- Task material:
■ ■ ■

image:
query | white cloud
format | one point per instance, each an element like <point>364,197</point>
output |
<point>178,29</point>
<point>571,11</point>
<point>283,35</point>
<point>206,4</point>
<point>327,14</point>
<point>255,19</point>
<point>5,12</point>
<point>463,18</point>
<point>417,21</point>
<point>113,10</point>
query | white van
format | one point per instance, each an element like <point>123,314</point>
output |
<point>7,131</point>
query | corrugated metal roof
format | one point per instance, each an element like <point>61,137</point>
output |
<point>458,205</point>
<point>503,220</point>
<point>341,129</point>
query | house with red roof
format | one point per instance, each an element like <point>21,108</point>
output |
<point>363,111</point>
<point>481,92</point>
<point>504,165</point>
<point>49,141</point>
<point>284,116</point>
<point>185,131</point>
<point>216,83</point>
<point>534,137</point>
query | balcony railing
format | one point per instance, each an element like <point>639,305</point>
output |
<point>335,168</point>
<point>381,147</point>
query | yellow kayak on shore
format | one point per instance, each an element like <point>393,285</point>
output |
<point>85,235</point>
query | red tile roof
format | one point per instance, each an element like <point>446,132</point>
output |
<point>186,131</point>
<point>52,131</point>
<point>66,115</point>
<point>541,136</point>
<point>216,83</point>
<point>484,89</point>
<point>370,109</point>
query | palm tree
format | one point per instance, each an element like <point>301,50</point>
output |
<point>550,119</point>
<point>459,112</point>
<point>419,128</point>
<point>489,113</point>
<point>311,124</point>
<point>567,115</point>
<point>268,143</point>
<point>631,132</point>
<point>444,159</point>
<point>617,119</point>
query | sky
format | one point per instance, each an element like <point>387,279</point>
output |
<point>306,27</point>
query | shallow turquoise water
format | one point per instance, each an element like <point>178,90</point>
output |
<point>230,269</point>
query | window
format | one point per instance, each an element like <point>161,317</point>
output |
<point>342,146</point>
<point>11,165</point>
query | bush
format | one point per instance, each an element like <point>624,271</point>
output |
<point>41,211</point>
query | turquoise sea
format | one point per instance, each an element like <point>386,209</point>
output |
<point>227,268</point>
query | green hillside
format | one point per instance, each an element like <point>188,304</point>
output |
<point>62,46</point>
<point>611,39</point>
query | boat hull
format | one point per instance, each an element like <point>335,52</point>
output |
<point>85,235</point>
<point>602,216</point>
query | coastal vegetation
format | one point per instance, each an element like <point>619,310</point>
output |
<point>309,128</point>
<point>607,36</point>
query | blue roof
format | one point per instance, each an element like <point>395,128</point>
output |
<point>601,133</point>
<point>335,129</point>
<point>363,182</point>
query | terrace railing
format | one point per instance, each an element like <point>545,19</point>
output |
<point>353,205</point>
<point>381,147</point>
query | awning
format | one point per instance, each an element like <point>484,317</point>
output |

■ ■ ■

- What to do: Copy every line of the entries above without changing anything.

- Task result:
image:
query | white cloud
format | one point per instance, each an element like <point>364,197</point>
output |
<point>178,29</point>
<point>571,11</point>
<point>283,35</point>
<point>206,4</point>
<point>327,14</point>
<point>255,19</point>
<point>5,12</point>
<point>463,18</point>
<point>417,21</point>
<point>113,10</point>
query | white van
format | one point per instance, each an element like <point>123,314</point>
output |
<point>7,131</point>
query | corrugated metal roof
format | one point per instance, each an element like <point>61,137</point>
output |
<point>458,205</point>
<point>503,220</point>
<point>341,129</point>
query | house with red roof
format | one point per instance, each an element like <point>21,108</point>
output |
<point>363,111</point>
<point>481,92</point>
<point>504,165</point>
<point>49,141</point>
<point>284,116</point>
<point>185,131</point>
<point>216,83</point>
<point>534,137</point>
query | balcony railing
format | one point per instance, each an element like <point>639,305</point>
output |
<point>335,168</point>
<point>381,147</point>
query | yellow kayak on shore
format | one point per instance, each an element like <point>393,285</point>
output |
<point>85,235</point>
query | red tile roof
format | one point per instance, each an element like <point>446,132</point>
output |
<point>186,131</point>
<point>52,131</point>
<point>66,115</point>
<point>541,136</point>
<point>216,83</point>
<point>484,89</point>
<point>370,109</point>
query | palm tree
format | one point per instance, each an element like <point>301,50</point>
output |
<point>550,119</point>
<point>459,112</point>
<point>419,128</point>
<point>489,113</point>
<point>311,124</point>
<point>567,115</point>
<point>268,143</point>
<point>631,132</point>
<point>444,159</point>
<point>617,119</point>
query | sky
format | one point per instance, each an element like <point>387,279</point>
output |
<point>306,27</point>
query | shallow turquoise water
format | one point per instance, each an element like <point>178,90</point>
output |
<point>230,269</point>
query | window
format | one point per instance, each an element like <point>161,317</point>
output |
<point>342,146</point>
<point>11,165</point>
query | bush
format | one point per instance, each an element like <point>624,271</point>
output |
<point>41,211</point>
query | turquoise sea
format | one point per instance, each an element like <point>386,209</point>
output |
<point>227,268</point>
query | green hillside
format | one point per instance, each an element like <point>188,304</point>
output |
<point>62,46</point>
<point>611,39</point>
query | boat hull
format | one point per instance, each an element like <point>335,52</point>
output |
<point>85,235</point>
<point>602,216</point>
query | coastal vegetation
format | one point per instance, each an element like <point>619,310</point>
output |
<point>309,128</point>
<point>607,36</point>
query | blue roof
format | one point per instance, each an element like <point>395,128</point>
output |
<point>601,133</point>
<point>335,129</point>
<point>363,182</point>
query | terrace railing
format | one point per instance, each an element like <point>545,19</point>
output |
<point>353,205</point>
<point>381,147</point>
query | awning
format | one point per instance, each an element like <point>484,317</point>
output |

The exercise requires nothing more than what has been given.